Output as a JSON list of strings, one string per line and with blank lines omitted, everything from the start of the records down to the line containing "89 209 L 39", both ends included.
********************
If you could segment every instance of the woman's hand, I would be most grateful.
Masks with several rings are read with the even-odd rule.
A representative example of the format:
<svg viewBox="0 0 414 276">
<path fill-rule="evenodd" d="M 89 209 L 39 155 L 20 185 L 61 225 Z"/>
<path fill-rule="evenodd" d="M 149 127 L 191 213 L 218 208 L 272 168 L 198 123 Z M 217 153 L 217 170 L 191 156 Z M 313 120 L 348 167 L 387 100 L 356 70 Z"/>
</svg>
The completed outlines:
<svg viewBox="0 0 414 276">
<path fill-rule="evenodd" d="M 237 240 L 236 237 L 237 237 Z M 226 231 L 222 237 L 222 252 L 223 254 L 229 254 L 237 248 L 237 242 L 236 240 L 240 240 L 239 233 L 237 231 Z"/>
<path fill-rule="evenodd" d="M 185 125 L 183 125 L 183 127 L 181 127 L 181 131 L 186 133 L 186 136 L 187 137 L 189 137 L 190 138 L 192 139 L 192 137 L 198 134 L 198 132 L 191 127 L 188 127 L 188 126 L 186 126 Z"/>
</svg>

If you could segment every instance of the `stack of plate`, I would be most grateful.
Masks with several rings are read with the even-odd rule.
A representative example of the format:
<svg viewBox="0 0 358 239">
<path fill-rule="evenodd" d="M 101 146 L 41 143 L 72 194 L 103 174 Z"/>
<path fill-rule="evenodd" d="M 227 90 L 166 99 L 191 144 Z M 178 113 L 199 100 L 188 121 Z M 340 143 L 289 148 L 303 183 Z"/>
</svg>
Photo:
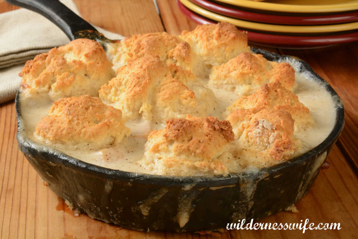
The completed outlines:
<svg viewBox="0 0 358 239">
<path fill-rule="evenodd" d="M 227 21 L 257 45 L 309 48 L 358 40 L 358 0 L 177 1 L 198 23 Z"/>
</svg>

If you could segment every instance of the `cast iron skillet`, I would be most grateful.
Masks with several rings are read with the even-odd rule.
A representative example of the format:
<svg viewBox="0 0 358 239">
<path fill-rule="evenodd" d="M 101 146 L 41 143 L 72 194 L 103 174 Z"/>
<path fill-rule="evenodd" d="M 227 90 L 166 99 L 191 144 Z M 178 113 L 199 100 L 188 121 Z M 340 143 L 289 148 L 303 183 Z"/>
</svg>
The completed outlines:
<svg viewBox="0 0 358 239">
<path fill-rule="evenodd" d="M 71 39 L 79 37 L 77 33 L 83 32 L 84 29 L 95 32 L 91 26 L 58 2 L 51 1 L 49 6 L 45 0 L 6 0 L 45 15 Z M 97 33 L 90 37 L 93 35 L 103 37 Z M 304 196 L 315 179 L 343 130 L 343 104 L 329 84 L 302 61 L 252 47 L 251 51 L 270 61 L 294 60 L 297 71 L 306 72 L 321 83 L 334 100 L 336 121 L 329 135 L 314 148 L 289 162 L 225 177 L 154 175 L 96 166 L 28 138 L 19 91 L 15 101 L 20 149 L 50 188 L 74 209 L 126 228 L 213 231 L 243 218 L 261 219 L 284 209 Z"/>
</svg>

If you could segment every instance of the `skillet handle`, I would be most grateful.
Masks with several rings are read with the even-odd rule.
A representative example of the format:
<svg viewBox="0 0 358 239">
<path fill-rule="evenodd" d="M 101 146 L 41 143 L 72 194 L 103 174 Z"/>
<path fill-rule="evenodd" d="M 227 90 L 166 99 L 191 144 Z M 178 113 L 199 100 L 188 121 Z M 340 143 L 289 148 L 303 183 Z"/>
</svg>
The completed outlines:
<svg viewBox="0 0 358 239">
<path fill-rule="evenodd" d="M 55 24 L 70 40 L 79 38 L 76 33 L 96 30 L 57 0 L 5 0 L 9 3 L 39 13 Z"/>
</svg>

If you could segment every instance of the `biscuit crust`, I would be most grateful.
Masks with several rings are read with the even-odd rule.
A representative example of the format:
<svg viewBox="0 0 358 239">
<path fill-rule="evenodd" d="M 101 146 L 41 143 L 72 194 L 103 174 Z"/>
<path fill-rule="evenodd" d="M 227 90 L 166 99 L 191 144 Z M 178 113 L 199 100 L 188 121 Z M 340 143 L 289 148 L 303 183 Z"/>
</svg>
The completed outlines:
<svg viewBox="0 0 358 239">
<path fill-rule="evenodd" d="M 27 94 L 48 94 L 53 100 L 90 95 L 114 76 L 112 64 L 98 42 L 77 39 L 29 61 L 19 76 Z"/>
<path fill-rule="evenodd" d="M 288 63 L 270 61 L 262 55 L 243 52 L 213 67 L 209 84 L 242 96 L 253 94 L 262 85 L 275 81 L 292 91 L 295 70 Z"/>
<path fill-rule="evenodd" d="M 117 68 L 129 61 L 149 56 L 158 56 L 166 64 L 175 64 L 192 71 L 195 58 L 190 46 L 179 38 L 166 32 L 136 35 L 127 37 L 109 48 Z"/>
<path fill-rule="evenodd" d="M 233 139 L 227 121 L 189 115 L 186 119 L 171 119 L 165 129 L 149 134 L 139 163 L 158 174 L 227 175 L 228 167 L 221 158 L 226 155 L 228 144 Z"/>
<path fill-rule="evenodd" d="M 239 109 L 228 117 L 235 134 L 237 156 L 243 166 L 268 167 L 292 158 L 301 146 L 294 120 L 281 110 Z"/>
<path fill-rule="evenodd" d="M 127 119 L 161 121 L 190 113 L 206 116 L 214 107 L 212 91 L 190 72 L 167 65 L 158 56 L 128 62 L 102 86 L 100 97 L 120 109 Z"/>
<path fill-rule="evenodd" d="M 199 77 L 207 76 L 211 67 L 225 63 L 242 52 L 250 52 L 247 37 L 228 23 L 198 25 L 179 37 L 187 42 L 198 56 L 193 72 Z"/>
<path fill-rule="evenodd" d="M 34 135 L 51 144 L 99 149 L 129 136 L 121 111 L 89 95 L 55 101 L 37 124 Z"/>
<path fill-rule="evenodd" d="M 224 114 L 228 115 L 239 108 L 256 111 L 265 108 L 286 111 L 295 120 L 295 131 L 305 130 L 314 122 L 308 108 L 300 102 L 297 96 L 279 81 L 263 85 L 253 94 L 239 97 L 226 108 Z"/>
</svg>

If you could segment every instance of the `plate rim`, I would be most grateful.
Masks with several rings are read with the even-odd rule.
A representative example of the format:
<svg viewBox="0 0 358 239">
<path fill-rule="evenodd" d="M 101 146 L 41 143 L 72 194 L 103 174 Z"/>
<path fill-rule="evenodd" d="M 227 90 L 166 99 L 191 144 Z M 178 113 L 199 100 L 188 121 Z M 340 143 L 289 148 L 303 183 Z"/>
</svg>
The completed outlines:
<svg viewBox="0 0 358 239">
<path fill-rule="evenodd" d="M 356 10 L 358 1 L 353 3 L 327 5 L 297 5 L 255 1 L 250 0 L 216 0 L 231 5 L 253 9 L 282 12 L 332 13 Z"/>
<path fill-rule="evenodd" d="M 253 22 L 223 16 L 203 8 L 189 0 L 179 0 L 187 8 L 202 16 L 217 21 L 227 21 L 237 27 L 256 30 L 297 33 L 334 33 L 358 29 L 358 21 L 351 23 L 308 26 L 287 25 Z"/>
<path fill-rule="evenodd" d="M 248 10 L 244 9 L 232 9 L 208 0 L 190 0 L 190 1 L 217 14 L 262 23 L 282 25 L 317 25 L 348 23 L 358 20 L 358 11 L 356 11 L 318 15 L 281 15 L 251 12 Z"/>
<path fill-rule="evenodd" d="M 196 13 L 190 10 L 184 6 L 179 0 L 177 3 L 180 11 L 187 17 L 200 24 L 215 24 L 215 22 L 207 20 L 203 16 Z M 349 42 L 358 40 L 358 32 L 343 34 L 325 36 L 290 36 L 275 35 L 265 33 L 246 31 L 248 33 L 249 41 L 254 43 L 262 43 L 267 46 L 273 44 L 282 45 L 284 47 L 288 46 L 290 48 L 296 48 L 297 46 L 319 47 L 327 45 L 332 45 L 340 43 Z M 270 38 L 267 40 L 267 38 Z M 266 40 L 263 40 L 263 39 Z M 286 43 L 289 40 L 290 44 Z M 293 42 L 292 43 L 292 42 Z"/>
</svg>

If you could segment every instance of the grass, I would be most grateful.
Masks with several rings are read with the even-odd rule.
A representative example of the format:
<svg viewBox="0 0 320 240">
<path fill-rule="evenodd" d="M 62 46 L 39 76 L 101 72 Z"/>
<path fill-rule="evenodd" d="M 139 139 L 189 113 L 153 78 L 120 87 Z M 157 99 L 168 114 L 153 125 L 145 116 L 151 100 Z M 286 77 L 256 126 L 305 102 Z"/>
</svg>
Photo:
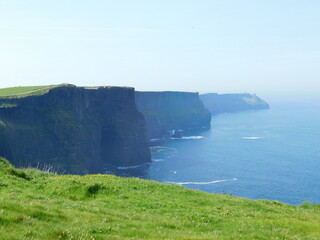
********************
* _Task answer_:
[
  "If you could segment every instance of the woman's hand, I would be most grateful.",
  "Masks with several rings are read with the even-odd rule.",
  "A representative example of the format:",
  "<svg viewBox=\"0 0 414 276\">",
  "<path fill-rule=\"evenodd\" d=\"M 89 209 L 39 155 L 20 185 L 61 225 Z\"/>"
]